Document section »
About 48 hours after insemination, the female is ready to deposit her eggs in the breeding pool. A female can potentially lay up to one hundred eggs. She attaches the eggs to secure twigs, grass, and leaves at the bottom of the pool to ensure her eggs' safety. In about 12–15 days time, the eggs will be fully hatched and ready to mature in the pool. It takes a tiger salamander approximately three months to reach full maturity and leave the breeding pool. The distance the young will travel from the breeding pond has been shown to be correlated with body size, with large individuals traveling just as far as females. Large-scale captive breeding of tiger salamanders has not been accomplished, for unknown reasons.

A tiger salamander larva is entirely aquatic, and is characterized by large external gills and a prominent caudal fin that originates just behind the head, similar to the Mexican axolotl. Limbs are fully developed within a short time of hatching. Some larvae, especially in seasonal pools and in the north, may metamorphose as soon as feasible. These are known as small morph adults. Other larvae, especially in ancestral pools and warmer climates, may not metamorphose until fully adult size. These large larvae are usually known as 'waterdogs', and are used extensively in the fishing bait and pet trades. Some populations may not metamorphose at all, and become sexually mature while in their larval form. These are called neotenes, and are particularly common where terrestrial conditions are poor. Aquatic individuals of the eastern tiger salamander have been shown to prefer deeper water when compared to other salamander species.

== In captivity ==

Tiger salamanders are popular as pets, and suitable for beginner amphibian enthusiasts due to their manageable care requirements and generally docile nature.

== Diseases ==
Although immune themselves, tiger salamanders transmit the fungus Batrachochytrium dendrobatidis, which is a major worldwide threat to most frog species by causing the disease chytridiomycosis. Tiger salamanders also carry ranaviruses, which infect reptiles, amphibians, and fish. Using tiger salamander larvae as fishing bait appears to be a major source of exposure and transport to wild populations. One of these ranaviruses is even named the Ambystoma tigrinum virus (ATV). This ranavirus only transmits to other salamanders and was not found in fish or other amphibians. Severe mortality of tiger salamander larvae sometimes occurs from recurring ranavirus infections.

Stored data entries
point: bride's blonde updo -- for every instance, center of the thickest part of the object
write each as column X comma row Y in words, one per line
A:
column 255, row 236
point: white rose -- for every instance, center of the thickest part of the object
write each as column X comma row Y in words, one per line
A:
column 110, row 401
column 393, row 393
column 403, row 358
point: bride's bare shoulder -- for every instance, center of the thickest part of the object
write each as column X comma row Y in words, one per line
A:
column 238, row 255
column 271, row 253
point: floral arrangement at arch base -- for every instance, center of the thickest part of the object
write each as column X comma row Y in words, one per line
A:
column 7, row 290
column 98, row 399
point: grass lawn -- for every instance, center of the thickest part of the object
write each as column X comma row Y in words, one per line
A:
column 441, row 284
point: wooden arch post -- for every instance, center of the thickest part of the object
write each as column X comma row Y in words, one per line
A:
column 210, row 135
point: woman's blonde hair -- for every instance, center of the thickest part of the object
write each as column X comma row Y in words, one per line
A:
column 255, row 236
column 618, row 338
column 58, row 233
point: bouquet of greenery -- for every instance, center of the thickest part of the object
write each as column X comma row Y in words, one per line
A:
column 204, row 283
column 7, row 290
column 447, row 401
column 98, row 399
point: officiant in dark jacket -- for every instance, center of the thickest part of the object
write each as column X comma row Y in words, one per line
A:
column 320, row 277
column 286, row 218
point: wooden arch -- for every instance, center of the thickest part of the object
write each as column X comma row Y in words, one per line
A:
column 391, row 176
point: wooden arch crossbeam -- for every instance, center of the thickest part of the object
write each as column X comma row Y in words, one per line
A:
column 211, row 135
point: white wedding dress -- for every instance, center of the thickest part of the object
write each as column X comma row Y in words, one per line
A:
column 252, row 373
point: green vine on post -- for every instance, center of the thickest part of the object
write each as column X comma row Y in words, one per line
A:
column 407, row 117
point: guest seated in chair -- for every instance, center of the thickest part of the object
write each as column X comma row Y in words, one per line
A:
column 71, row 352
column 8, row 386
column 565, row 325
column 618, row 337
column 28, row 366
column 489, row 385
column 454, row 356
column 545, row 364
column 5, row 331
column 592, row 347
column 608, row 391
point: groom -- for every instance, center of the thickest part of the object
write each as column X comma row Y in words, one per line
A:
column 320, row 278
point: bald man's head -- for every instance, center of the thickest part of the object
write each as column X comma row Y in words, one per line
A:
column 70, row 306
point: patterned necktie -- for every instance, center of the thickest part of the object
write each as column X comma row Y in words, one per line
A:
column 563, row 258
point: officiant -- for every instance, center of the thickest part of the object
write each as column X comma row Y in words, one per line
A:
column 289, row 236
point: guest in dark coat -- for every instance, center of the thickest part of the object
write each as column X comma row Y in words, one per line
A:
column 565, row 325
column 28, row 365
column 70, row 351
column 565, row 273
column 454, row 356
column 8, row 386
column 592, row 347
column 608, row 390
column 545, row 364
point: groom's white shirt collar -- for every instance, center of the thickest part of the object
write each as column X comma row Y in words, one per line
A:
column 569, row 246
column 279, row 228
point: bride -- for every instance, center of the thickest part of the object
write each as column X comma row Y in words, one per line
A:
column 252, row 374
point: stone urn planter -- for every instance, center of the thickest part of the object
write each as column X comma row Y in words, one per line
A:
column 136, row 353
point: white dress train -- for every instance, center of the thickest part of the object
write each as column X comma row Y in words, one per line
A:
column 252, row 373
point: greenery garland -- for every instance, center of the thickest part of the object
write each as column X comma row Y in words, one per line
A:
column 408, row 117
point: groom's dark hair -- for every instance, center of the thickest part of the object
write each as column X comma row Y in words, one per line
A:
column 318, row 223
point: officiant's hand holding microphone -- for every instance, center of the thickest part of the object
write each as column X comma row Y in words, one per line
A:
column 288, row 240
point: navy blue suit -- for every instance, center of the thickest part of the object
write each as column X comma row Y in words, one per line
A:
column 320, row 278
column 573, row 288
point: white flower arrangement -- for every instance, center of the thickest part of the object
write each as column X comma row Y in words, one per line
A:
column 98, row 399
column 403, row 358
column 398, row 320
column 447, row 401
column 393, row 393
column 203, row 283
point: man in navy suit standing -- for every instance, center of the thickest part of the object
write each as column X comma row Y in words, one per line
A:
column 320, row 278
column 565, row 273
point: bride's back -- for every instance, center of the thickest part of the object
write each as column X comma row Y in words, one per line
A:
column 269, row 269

Task brief » Pick up the tiger salamander text after its last sentence, which ends "from recurring ranavirus infections," and continue writing it.

Answer area »
== Conservation status ==
In the southeastern United States, tiger salamander populations are experiencing declines, largely due to deforestation and the destruction of wetland environments; pond disturbance, invasive fish, and road construction threaten the annual population. Research conducted by Harte and Hoffman in the Colorado Rockies suggests acid rain could be a contributing factor. Additional threats include vehicle strikes and contamination of their aquatic habitats.

==Related species==
The California tiger salamander (Ambystoma californiense) (listed at Vulnerable), the barred tiger salamander (A. mavortium), and the plateau tiger salamander (A. velasci) were all once considered subspecies of A. tigrinum, but are now considered separate species. Genetic studies made it necessary to break up the original A. tigrinum population, though some hybridization between groups occurs.

The California tiger salamander is now federally listed as an endangered species mostly due to habitat loss; however, very few studies have been performed on this species.

The axolotl is also a relative of the tiger salamander. Axolotls live in a paedomorphic state, retaining most characteristics of their larval stage for their entire lifespans. While they never metamorphose under natural conditions, metamorphosis can be induced in them, resulting in a form very similar to the plateau tiger salamander. This is not, however, their natural condition, and dramatically shortens their lifespan. Recently, introgressed tiger salamander (A. tigrinum) DNA was detected in the laboratory axolotl population.

==In society and culture==
On February 2, 2005, Representative Bob Biggins introduced a bill to make the tiger salamander the official state amphibian of Illinois and to make the painted turtle the official state reptile. The bill was signed into law by Governor Rod Blagojevich on July 19, 2005.